*To be done*:
Copy the lines from the one containing "Trace the outline of every instance of the black framed" up to and including the one containing "[[[192,71],[192,141],[268,141],[270,49]]]", keeping each line identical to the original.
--- --- ---
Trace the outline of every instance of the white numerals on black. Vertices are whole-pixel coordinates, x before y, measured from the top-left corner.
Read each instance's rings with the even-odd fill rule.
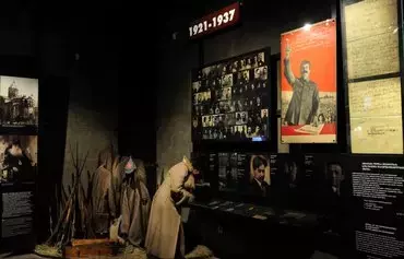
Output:
[[[230,14],[230,21],[235,16],[235,12],[236,12],[236,9],[231,9],[230,11],[228,11],[228,13]]]
[[[225,13],[223,14],[223,22],[224,22],[224,23],[227,23],[227,22],[228,22],[228,12],[225,12]]]

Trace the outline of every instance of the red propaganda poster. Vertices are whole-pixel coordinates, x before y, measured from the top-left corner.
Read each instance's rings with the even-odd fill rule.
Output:
[[[281,35],[283,143],[336,143],[336,23]]]

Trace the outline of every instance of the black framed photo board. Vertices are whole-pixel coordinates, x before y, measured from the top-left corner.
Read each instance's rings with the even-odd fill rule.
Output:
[[[192,71],[192,141],[268,141],[270,49]]]

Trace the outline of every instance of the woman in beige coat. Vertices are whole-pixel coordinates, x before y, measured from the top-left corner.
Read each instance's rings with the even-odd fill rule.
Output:
[[[193,168],[187,157],[173,166],[154,196],[145,248],[147,254],[173,259],[185,256],[180,207],[193,200]]]

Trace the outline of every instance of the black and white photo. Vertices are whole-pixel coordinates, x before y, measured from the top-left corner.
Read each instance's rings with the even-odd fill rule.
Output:
[[[266,68],[266,66],[259,67],[259,68],[254,69],[254,79],[259,79],[259,80],[266,80],[268,79],[268,68]]]
[[[0,136],[1,184],[34,181],[37,152],[36,136]]]
[[[223,87],[230,87],[230,86],[233,86],[233,74],[231,73],[223,75],[223,78],[222,78],[222,86]]]
[[[0,123],[2,127],[38,126],[38,80],[0,76]]]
--- --- ---
*Finished exercise*:
Trace the outline of every instance of the black framed photo board. Vertices are whole-pixel coordinates, x before y, measured from the top-left corner.
Read each instance's rings with the even-odd fill rule.
Output:
[[[192,71],[192,141],[268,141],[270,49]]]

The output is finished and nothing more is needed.